__WORK REQUEST__
The response should consist of every line below, restated exactly, with no pictures.

__STORED DATA__
╔══
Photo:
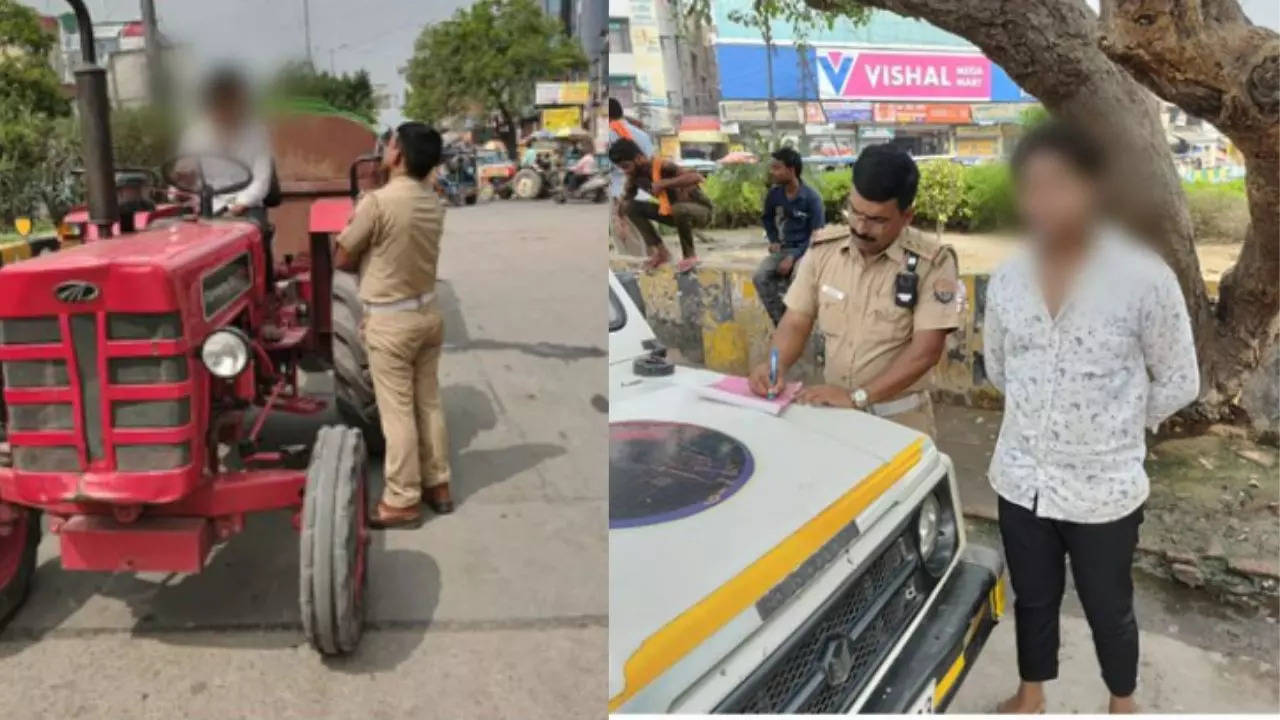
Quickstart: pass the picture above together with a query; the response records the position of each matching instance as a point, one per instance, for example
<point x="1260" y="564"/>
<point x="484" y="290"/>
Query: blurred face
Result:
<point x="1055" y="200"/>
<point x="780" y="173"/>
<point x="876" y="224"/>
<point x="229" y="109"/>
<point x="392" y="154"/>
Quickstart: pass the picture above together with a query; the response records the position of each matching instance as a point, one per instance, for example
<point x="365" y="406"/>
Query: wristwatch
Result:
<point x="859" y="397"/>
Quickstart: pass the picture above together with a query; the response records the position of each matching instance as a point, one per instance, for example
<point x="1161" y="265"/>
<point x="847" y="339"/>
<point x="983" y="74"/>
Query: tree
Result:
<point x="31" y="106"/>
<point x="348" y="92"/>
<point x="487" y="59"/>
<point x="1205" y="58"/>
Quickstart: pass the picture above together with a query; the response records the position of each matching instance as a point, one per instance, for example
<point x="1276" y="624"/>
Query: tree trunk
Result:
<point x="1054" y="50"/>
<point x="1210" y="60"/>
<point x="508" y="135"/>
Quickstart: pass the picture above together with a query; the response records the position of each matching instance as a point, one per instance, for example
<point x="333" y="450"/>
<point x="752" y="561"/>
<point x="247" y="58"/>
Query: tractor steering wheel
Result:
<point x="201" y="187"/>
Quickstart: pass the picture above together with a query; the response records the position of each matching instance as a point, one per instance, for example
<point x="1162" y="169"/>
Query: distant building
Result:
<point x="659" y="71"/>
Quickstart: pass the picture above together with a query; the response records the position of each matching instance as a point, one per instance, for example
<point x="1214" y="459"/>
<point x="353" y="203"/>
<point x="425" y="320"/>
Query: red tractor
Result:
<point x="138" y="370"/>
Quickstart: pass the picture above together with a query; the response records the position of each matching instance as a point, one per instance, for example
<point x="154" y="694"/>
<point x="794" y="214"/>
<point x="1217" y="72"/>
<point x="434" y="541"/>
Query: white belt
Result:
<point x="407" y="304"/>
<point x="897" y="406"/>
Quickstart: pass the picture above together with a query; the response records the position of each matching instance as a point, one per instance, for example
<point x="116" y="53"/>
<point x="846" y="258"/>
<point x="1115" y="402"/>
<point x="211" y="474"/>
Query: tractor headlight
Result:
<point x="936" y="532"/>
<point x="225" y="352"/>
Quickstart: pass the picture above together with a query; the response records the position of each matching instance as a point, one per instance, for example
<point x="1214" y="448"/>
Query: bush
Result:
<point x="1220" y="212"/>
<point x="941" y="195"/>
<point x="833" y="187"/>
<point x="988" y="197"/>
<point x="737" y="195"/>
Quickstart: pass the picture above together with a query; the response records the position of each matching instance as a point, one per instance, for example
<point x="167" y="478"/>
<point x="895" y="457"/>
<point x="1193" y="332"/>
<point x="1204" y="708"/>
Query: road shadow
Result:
╚══
__ANSWER TO THE EXERCISE__
Photo:
Quickstart: pass the picture above together with a query; the response records the position of each matching instance as a point, one per instance, for example
<point x="1260" y="564"/>
<point x="484" y="290"/>
Query: blurred face
Result:
<point x="1055" y="200"/>
<point x="780" y="173"/>
<point x="876" y="224"/>
<point x="229" y="109"/>
<point x="392" y="154"/>
Quickstart: pass the picture above together with a query; the response records the position of each matching instance as a point, one per instance, for example
<point x="365" y="406"/>
Query: wristwatch
Result:
<point x="859" y="397"/>
Quickstart: pass the picture above together with a query; the response records the position of each matching instance as a point, one per instance, for example
<point x="1161" y="265"/>
<point x="847" y="339"/>
<point x="983" y="74"/>
Query: tree
Result:
<point x="31" y="106"/>
<point x="348" y="92"/>
<point x="487" y="59"/>
<point x="1205" y="58"/>
Quickstart: pass the picture above together with a query; the response records the position of each matching instance as a point, one per instance, for example
<point x="1276" y="624"/>
Query: tree trunk
Result:
<point x="1054" y="50"/>
<point x="1210" y="60"/>
<point x="508" y="135"/>
Quickstart: pass the picture above together with a query; the response records the position of each matching instance as a point, one per instance, for example
<point x="333" y="450"/>
<point x="752" y="561"/>
<point x="247" y="58"/>
Query: tractor steering wheel
Result:
<point x="201" y="187"/>
Quickstart: pass the picture above together with a query; the response records the position of each matching instance as a point, one per instance, for example
<point x="1162" y="169"/>
Query: distant building
Result:
<point x="659" y="71"/>
Quickstart: pass the picture above together with a query; the response records the position of each matching instance as a point, one per instance, for example
<point x="1214" y="459"/>
<point x="353" y="203"/>
<point x="425" y="320"/>
Query: red tractor
Result:
<point x="138" y="370"/>
Quickstart: pass the picture above together with a query; the response records the position of each matching instance as a point, one per instance, for example
<point x="154" y="694"/>
<point x="794" y="214"/>
<point x="1217" y="72"/>
<point x="434" y="541"/>
Query: white belt
Result:
<point x="407" y="304"/>
<point x="897" y="406"/>
Quickstart: pass the picture above together with a query; the response records the position of each matching instance as a point, one per instance, for example
<point x="116" y="53"/>
<point x="846" y="258"/>
<point x="1115" y="402"/>
<point x="211" y="474"/>
Query: tractor headlight
Result:
<point x="936" y="532"/>
<point x="225" y="352"/>
Quickstart: pass the picture above together with a query; the response records the position of each matching instance as a point, one per instance, for example
<point x="1214" y="448"/>
Query: bush
Result:
<point x="1220" y="212"/>
<point x="941" y="195"/>
<point x="833" y="187"/>
<point x="988" y="197"/>
<point x="737" y="195"/>
Quickstart: pass the picture above together with a query; the response records the position of each matching instance as a point, one per instance, for example
<point x="167" y="478"/>
<point x="895" y="457"/>
<point x="1193" y="332"/>
<point x="1204" y="708"/>
Query: road shadow
Result:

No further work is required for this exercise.